SUPPLIED DATA:
+++++

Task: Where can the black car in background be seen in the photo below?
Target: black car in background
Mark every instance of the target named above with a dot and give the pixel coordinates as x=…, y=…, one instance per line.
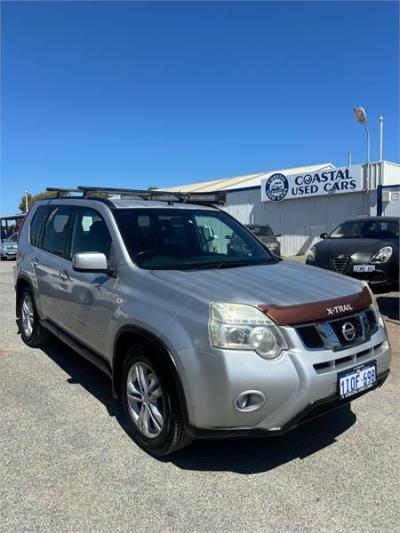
x=364, y=248
x=266, y=236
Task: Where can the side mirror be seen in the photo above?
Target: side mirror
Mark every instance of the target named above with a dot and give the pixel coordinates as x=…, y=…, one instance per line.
x=89, y=262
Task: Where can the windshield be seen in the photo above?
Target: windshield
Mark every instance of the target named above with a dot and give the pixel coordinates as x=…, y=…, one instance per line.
x=372, y=229
x=187, y=239
x=13, y=238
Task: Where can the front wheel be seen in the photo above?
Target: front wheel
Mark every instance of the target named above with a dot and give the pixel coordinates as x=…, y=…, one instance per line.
x=150, y=403
x=32, y=333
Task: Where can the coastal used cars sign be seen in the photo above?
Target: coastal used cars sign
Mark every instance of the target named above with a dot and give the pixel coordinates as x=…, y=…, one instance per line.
x=278, y=187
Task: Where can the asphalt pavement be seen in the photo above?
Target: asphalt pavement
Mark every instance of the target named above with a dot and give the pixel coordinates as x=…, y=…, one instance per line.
x=66, y=463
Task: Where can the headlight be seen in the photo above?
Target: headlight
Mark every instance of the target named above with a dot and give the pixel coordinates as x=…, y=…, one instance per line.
x=383, y=255
x=311, y=254
x=243, y=327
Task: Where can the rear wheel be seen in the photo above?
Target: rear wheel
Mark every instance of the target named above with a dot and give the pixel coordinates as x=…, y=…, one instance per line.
x=32, y=333
x=150, y=403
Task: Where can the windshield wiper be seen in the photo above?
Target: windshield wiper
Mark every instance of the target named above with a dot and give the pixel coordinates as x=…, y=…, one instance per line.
x=229, y=264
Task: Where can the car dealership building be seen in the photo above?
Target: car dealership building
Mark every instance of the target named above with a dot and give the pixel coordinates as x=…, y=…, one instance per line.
x=301, y=203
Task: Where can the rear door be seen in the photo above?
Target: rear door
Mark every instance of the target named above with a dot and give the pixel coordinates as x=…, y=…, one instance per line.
x=47, y=259
x=86, y=299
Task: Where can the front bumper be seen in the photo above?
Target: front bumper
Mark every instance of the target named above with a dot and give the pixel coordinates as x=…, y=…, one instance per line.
x=295, y=385
x=311, y=412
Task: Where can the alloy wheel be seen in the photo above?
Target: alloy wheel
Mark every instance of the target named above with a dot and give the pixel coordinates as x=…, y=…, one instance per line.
x=145, y=400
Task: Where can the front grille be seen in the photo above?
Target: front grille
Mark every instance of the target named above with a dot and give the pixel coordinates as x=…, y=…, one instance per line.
x=310, y=337
x=339, y=264
x=330, y=334
x=339, y=328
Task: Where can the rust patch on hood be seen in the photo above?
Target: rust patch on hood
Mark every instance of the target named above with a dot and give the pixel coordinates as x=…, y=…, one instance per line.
x=315, y=311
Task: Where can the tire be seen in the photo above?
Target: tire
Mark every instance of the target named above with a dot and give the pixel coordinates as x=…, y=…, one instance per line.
x=150, y=403
x=32, y=333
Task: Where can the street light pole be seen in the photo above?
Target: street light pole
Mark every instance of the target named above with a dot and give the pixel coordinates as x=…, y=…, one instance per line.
x=368, y=143
x=361, y=116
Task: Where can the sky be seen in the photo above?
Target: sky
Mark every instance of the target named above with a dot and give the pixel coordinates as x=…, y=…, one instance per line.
x=139, y=94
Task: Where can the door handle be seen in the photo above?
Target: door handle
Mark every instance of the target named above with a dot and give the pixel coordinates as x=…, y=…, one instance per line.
x=64, y=275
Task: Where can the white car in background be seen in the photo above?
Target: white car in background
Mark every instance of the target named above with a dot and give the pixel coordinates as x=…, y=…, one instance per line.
x=9, y=247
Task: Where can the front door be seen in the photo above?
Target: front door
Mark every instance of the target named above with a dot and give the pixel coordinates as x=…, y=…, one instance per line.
x=87, y=300
x=47, y=259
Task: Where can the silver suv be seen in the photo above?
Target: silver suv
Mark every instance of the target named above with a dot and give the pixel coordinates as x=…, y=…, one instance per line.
x=202, y=331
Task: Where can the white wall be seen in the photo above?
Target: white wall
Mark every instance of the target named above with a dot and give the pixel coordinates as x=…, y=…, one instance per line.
x=300, y=221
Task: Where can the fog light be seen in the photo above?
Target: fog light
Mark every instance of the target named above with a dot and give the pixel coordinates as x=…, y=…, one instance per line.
x=248, y=401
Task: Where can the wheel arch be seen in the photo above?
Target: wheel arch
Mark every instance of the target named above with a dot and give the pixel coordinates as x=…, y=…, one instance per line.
x=23, y=282
x=129, y=335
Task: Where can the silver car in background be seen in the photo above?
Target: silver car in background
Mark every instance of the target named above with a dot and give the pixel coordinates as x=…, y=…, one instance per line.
x=202, y=331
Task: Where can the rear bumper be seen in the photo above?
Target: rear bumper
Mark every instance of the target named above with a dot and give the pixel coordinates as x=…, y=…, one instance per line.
x=384, y=272
x=312, y=411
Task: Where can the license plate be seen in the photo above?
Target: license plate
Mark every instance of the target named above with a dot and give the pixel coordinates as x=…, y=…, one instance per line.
x=357, y=380
x=363, y=268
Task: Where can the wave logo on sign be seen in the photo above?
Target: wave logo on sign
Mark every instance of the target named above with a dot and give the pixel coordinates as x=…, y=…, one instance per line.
x=276, y=187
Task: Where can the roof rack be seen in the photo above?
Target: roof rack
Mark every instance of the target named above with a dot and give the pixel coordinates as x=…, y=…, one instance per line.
x=203, y=198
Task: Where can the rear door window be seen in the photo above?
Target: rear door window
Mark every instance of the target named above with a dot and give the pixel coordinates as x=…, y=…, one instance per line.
x=37, y=224
x=55, y=237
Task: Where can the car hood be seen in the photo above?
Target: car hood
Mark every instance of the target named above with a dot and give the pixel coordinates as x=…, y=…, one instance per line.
x=350, y=246
x=285, y=283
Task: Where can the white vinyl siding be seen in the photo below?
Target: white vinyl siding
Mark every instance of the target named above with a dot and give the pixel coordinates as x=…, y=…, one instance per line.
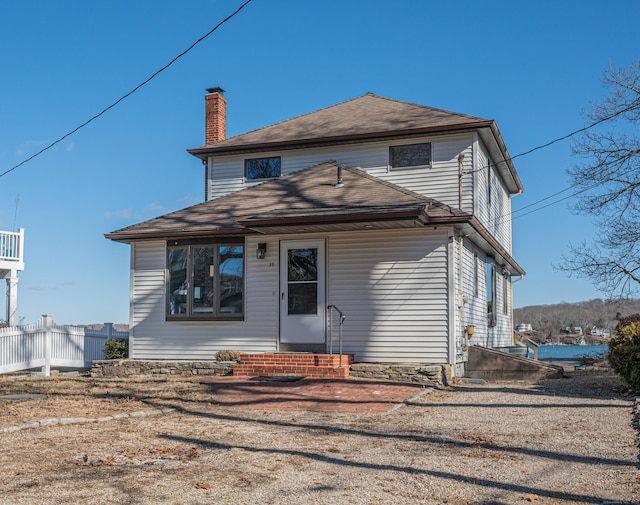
x=494, y=215
x=226, y=173
x=392, y=287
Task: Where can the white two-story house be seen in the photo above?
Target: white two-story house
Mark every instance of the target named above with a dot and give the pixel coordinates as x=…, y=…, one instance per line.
x=397, y=214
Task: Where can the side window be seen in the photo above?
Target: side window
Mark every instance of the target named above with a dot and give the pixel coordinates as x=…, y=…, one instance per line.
x=505, y=295
x=410, y=156
x=491, y=293
x=262, y=168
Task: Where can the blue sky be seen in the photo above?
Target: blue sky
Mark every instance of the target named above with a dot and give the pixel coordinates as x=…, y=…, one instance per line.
x=531, y=66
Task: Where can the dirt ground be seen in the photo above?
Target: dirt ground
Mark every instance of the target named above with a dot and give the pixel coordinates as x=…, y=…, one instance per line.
x=229, y=441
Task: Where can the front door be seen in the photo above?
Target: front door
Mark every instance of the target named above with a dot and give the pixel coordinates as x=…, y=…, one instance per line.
x=302, y=292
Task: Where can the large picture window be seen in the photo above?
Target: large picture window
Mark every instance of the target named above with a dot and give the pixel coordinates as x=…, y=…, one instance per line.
x=205, y=280
x=262, y=168
x=410, y=156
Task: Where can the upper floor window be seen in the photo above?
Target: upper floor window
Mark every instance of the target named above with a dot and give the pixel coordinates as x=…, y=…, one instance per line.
x=262, y=168
x=411, y=155
x=205, y=280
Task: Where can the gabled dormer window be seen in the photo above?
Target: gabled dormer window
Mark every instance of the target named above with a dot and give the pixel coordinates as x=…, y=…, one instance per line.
x=262, y=168
x=410, y=156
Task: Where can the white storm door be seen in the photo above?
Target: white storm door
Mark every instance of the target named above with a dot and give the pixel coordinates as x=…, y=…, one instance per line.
x=302, y=291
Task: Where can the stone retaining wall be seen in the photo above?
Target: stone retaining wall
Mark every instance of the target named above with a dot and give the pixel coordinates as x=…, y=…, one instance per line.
x=417, y=373
x=130, y=367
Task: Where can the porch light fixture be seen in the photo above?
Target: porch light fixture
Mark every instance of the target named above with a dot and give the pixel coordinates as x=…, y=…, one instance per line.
x=261, y=251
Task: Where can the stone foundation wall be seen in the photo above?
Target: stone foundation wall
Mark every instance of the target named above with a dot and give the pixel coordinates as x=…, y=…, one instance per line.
x=417, y=373
x=130, y=367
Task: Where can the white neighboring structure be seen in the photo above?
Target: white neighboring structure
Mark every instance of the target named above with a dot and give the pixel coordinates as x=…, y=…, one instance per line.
x=11, y=262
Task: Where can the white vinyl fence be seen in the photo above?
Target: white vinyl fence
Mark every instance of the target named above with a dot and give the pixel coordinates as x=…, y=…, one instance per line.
x=46, y=344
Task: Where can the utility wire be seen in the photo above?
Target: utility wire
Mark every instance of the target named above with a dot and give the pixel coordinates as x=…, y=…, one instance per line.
x=126, y=95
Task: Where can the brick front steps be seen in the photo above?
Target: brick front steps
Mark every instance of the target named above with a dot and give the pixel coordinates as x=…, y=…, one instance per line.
x=322, y=366
x=318, y=366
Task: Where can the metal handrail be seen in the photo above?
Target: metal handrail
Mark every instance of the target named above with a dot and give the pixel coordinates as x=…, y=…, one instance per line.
x=331, y=308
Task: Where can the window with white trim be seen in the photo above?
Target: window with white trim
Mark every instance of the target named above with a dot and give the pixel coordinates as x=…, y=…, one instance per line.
x=205, y=280
x=410, y=156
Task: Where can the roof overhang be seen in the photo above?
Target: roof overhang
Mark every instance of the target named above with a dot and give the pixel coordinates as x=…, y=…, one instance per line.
x=487, y=130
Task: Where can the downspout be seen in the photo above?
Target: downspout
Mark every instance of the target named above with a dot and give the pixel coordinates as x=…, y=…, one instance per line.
x=460, y=159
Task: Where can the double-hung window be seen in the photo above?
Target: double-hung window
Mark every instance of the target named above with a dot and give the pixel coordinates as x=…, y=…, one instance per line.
x=205, y=280
x=410, y=156
x=491, y=293
x=262, y=168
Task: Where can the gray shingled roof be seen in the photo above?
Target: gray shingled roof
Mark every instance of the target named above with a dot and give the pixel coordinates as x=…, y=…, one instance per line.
x=302, y=195
x=365, y=116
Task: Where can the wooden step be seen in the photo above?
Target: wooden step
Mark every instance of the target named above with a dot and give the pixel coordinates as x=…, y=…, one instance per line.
x=326, y=366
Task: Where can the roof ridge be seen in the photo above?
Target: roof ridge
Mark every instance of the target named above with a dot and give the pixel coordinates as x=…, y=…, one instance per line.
x=446, y=111
x=284, y=121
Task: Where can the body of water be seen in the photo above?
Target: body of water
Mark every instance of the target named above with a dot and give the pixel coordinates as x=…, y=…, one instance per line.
x=570, y=353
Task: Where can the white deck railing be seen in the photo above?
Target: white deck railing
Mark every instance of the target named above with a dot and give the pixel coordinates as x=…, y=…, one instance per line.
x=46, y=344
x=12, y=247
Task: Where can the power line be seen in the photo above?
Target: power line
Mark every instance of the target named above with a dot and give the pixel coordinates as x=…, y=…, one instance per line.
x=500, y=219
x=127, y=95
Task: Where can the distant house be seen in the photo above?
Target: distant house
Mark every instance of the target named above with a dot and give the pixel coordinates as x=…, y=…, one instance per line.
x=398, y=214
x=11, y=262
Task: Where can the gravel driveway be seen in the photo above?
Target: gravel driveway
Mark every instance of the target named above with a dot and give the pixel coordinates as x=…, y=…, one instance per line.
x=565, y=441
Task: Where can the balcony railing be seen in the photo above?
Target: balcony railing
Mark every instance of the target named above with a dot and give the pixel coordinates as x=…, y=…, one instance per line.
x=12, y=249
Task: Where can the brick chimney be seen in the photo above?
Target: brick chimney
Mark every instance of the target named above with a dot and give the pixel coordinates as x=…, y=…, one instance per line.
x=215, y=128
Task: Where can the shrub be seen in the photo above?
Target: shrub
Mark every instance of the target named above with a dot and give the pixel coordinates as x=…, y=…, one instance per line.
x=624, y=352
x=228, y=355
x=116, y=348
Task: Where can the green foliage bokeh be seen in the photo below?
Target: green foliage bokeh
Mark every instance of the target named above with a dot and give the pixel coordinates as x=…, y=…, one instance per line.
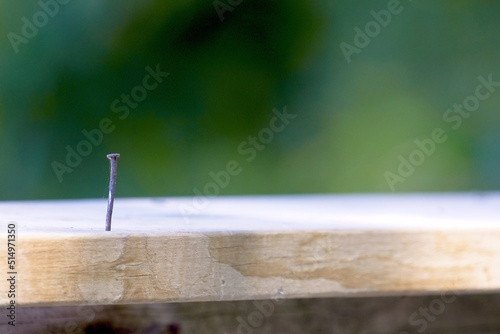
x=354, y=119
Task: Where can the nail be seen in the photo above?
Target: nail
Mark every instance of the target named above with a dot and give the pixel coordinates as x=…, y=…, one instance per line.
x=112, y=184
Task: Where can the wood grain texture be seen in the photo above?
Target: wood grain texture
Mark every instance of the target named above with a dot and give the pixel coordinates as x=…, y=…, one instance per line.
x=253, y=248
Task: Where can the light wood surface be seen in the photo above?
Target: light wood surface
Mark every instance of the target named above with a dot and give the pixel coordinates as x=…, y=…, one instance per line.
x=266, y=247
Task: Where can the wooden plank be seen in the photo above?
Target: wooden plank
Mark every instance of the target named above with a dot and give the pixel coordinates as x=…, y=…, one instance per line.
x=465, y=314
x=264, y=247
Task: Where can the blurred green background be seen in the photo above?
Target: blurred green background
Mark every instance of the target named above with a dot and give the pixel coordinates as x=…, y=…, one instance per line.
x=354, y=119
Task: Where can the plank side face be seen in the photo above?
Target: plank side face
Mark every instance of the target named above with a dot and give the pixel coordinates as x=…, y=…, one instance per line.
x=253, y=248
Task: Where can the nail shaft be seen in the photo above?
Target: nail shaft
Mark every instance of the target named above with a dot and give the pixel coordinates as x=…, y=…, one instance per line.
x=112, y=184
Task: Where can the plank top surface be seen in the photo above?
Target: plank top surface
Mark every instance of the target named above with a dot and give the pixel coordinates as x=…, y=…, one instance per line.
x=262, y=213
x=236, y=248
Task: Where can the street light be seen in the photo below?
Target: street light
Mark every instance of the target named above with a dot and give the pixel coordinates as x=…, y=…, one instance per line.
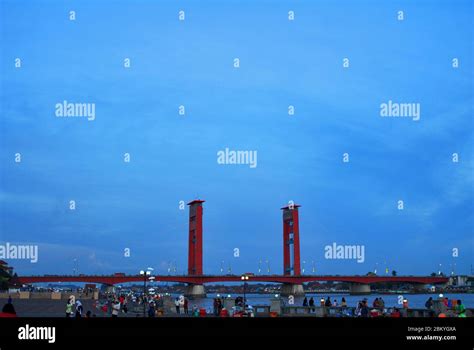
x=145, y=275
x=244, y=278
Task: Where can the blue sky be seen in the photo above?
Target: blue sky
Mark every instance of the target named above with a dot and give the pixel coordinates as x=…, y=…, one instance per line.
x=173, y=157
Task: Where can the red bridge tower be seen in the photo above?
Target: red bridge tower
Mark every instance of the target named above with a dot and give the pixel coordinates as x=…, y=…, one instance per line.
x=291, y=241
x=195, y=238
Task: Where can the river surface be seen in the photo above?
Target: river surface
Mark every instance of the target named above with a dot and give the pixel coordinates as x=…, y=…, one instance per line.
x=414, y=300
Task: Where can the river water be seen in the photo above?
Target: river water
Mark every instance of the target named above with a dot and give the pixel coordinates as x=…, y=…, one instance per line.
x=414, y=300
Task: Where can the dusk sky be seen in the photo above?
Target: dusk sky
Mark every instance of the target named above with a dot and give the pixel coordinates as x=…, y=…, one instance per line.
x=173, y=157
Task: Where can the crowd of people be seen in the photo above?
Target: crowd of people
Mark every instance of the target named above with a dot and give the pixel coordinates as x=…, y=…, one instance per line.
x=445, y=308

+++++

WHAT NEEDS TO BE DONE:
Copy out the records exactly, taking the stretch from the line that contains "Task: Where can the wooden step" through the line that contains "x=570, y=353", both of those lines included.

THE ANSWER:
Task: Where can the wooden step be seen in the photo above?
Target: wooden step
Mark every instance of the target named above with a dot and give the pixel coordinates as x=…, y=…, one instance per line.
x=326, y=366
Task: Where can the roof ridge be seen in the photo above?
Target: roof ridge
Mark every instance of the target named above with a dot and give the pixel coordinates as x=…, y=…, one instance per line.
x=446, y=111
x=284, y=121
Task: Where can the body of water be seen in the photo above?
Target: body of water
Mark every instance of the target named above with a dot and give the pixel coordinates as x=…, y=…, one instance per line.
x=570, y=353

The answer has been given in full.